Data supplied
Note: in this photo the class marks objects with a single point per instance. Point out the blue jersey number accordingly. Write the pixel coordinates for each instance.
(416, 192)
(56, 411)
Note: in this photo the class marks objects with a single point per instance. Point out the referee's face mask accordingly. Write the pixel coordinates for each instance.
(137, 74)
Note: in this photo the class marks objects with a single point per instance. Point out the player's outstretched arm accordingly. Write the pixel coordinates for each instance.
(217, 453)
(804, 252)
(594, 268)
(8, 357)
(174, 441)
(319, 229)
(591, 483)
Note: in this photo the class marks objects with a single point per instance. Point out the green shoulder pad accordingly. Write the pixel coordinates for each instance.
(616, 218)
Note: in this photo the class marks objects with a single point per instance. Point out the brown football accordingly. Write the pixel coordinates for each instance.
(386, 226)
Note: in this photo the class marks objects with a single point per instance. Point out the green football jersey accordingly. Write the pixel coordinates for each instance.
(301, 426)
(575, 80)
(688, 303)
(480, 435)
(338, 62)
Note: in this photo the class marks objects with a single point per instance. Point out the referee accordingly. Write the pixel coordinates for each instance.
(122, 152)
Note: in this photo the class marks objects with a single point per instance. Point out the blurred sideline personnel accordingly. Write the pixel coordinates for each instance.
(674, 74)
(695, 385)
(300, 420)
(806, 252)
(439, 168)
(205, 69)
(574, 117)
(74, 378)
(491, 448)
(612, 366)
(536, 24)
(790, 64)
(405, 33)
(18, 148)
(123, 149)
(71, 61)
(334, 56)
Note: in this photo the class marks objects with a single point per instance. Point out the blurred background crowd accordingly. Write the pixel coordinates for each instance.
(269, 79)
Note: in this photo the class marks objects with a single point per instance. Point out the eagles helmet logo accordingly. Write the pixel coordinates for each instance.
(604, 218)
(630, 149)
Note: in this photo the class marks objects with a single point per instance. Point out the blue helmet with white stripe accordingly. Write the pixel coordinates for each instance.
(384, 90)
==
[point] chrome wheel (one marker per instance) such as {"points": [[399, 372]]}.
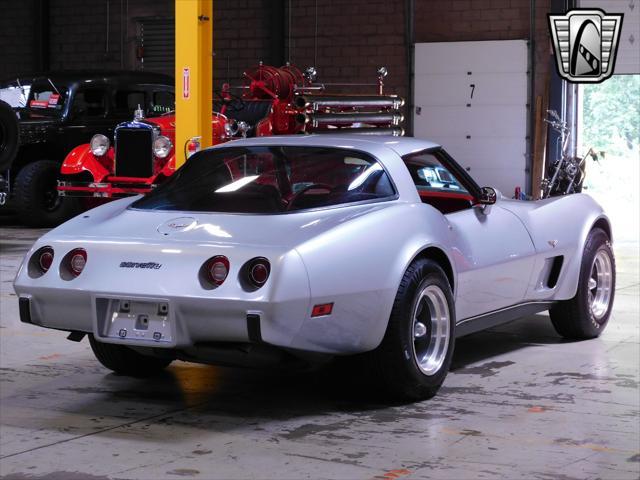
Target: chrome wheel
==
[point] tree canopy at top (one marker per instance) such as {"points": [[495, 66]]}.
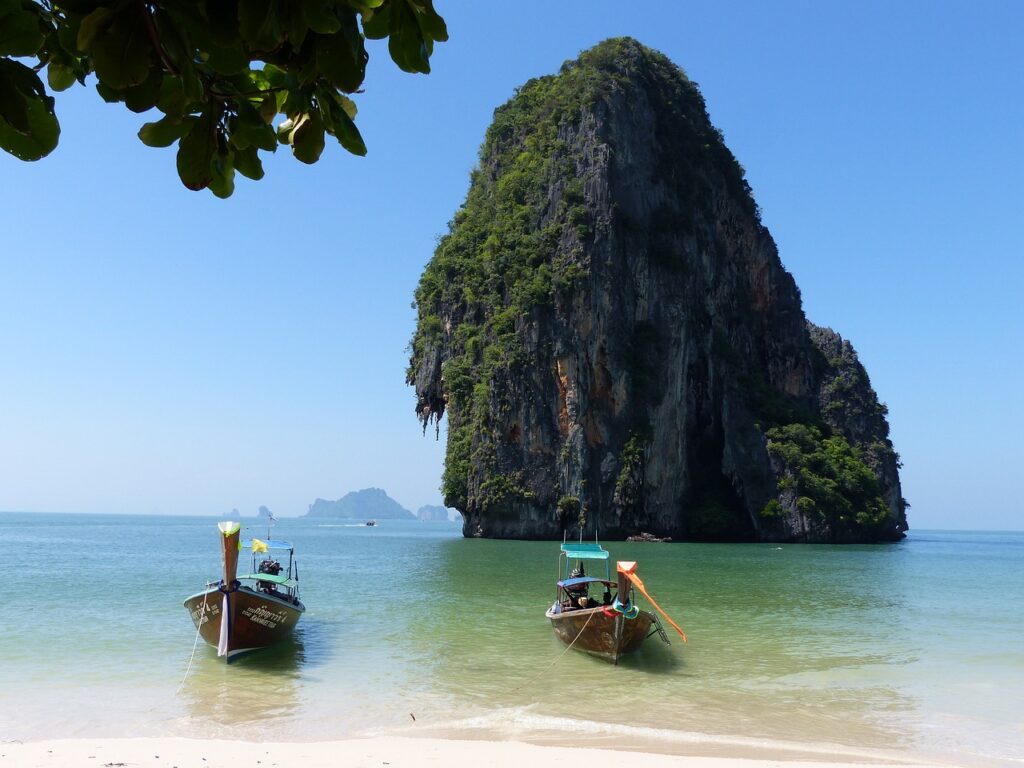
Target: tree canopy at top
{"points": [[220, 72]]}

Problem to work on
Lines with "marker" in them are what the answer must contain; copy each from the records above.

Task output
[point] chrome wheel (one marker per instance) such as {"points": [[399, 372]]}.
[point] tree canopy at top (one marker per instance) such as {"points": [[495, 66]]}.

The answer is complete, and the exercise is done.